The input »
|---|

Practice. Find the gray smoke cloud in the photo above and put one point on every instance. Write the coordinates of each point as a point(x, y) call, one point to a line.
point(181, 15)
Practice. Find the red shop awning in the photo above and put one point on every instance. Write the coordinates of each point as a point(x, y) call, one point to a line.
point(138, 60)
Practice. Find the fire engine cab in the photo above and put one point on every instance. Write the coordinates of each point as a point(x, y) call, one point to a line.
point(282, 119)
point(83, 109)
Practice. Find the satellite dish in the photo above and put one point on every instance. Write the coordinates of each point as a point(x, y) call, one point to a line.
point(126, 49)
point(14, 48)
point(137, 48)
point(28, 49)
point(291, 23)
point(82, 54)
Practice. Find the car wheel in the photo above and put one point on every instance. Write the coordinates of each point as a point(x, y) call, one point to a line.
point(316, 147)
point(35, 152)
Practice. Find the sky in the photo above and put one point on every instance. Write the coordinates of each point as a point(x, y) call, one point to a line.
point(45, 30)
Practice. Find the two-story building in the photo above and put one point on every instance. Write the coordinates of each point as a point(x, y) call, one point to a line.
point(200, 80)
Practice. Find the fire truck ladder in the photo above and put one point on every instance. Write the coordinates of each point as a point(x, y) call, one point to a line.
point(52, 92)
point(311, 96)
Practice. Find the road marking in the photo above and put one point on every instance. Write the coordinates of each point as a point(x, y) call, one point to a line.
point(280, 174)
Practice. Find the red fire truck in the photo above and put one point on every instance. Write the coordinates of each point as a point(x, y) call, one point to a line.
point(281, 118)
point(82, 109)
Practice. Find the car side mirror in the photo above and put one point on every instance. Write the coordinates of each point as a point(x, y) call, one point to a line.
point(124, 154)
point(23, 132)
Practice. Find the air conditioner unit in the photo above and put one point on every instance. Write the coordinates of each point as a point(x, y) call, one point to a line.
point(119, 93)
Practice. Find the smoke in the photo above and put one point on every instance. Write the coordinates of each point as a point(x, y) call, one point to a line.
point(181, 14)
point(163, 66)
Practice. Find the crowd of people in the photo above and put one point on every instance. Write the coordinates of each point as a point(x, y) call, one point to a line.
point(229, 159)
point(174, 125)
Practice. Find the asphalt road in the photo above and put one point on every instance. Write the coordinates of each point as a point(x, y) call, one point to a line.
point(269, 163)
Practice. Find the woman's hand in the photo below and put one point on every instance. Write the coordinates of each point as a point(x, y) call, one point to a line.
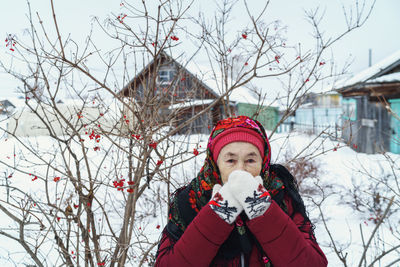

|---|

Print the preceding material over again exactly. Please leave the pictures out.

Practice. Find the gray smoke cloud in the photo above and put one point on every instance. Write the coordinates of each point as a point(x, y) call, one point to a line.
point(181, 15)
Practice. Find the red shop awning in the photo above and put one point on every instance. Write the coordinates of each point as a point(x, y) call, one point to a line.
point(138, 60)
Practice. Find the fire engine cab in the photo above and put one point on every instance. Write the coordinates of each point as a point(x, y) call, one point to a line.
point(282, 119)
point(83, 109)
Practice. Find the satellite dish in the photo above and put one point on every instance. Write the coordinates of each point as a point(x, y) call, one point to a line.
point(126, 49)
point(14, 48)
point(137, 48)
point(28, 49)
point(291, 23)
point(82, 54)
Practice. Find the car wheel in the photo above and put one point on every instance. Write the coordinates of each point as a point(x, y) call, one point to a line.
point(316, 147)
point(35, 152)
Practice. Find the sky in the photo above and put one point on every instance. Write the coordinates of each point as a point(x, y) call, one point to a line.
point(45, 30)
Practice. Find the two-story building in the photo above and put one point on every instance. Write the coordinates of each point as a point(x, y) call, one point to a line.
point(200, 80)
Practice. Find the fire truck ladder in the photo above and put one point on every instance. Write the coordinates of each point as a point(x, y) call, one point to a line.
point(52, 92)
point(311, 96)
Practice. Find the road marking in the photo above and put one point on every instance. Write the coordinates of each point as a point(x, y) call, one point to a line.
point(280, 174)
Practice. Find the red fire truck in the photo above and put one point on every instance. Write the coordinates of each point as a point(x, y) call, one point to a line.
point(281, 118)
point(82, 109)
Practice. Find the car side mirror in the photo above and put one point on every instance. Write the coordinates of each point as a point(x, y) call, one point to a line.
point(124, 154)
point(23, 132)
Practice. Find the air conditioner unit in the photo above and put one point on every instance. Write the coordinates of each point as a point(x, y) call, one point to a line.
point(119, 93)
Practice. Find the smoke in the photo above and put one point on every instance. Write the coordinates of each point as a point(x, y) call, one point to a line.
point(181, 14)
point(163, 66)
Practice. Find the crowd of people in the photo above and put one point on every instance. Write the coordinates of each point as a point(x, y) call, one point to a line.
point(229, 159)
point(174, 125)
Practice. Find the asphalt road in the photo above and put one point on every instance. Write the coordinates of each point as a point(x, y) call, one point to a line.
point(269, 163)
Practice. Find the woman's hand in the photo below and put one point on every instance. Write the coordinates of each point as a point(x, y) call, one point to a line.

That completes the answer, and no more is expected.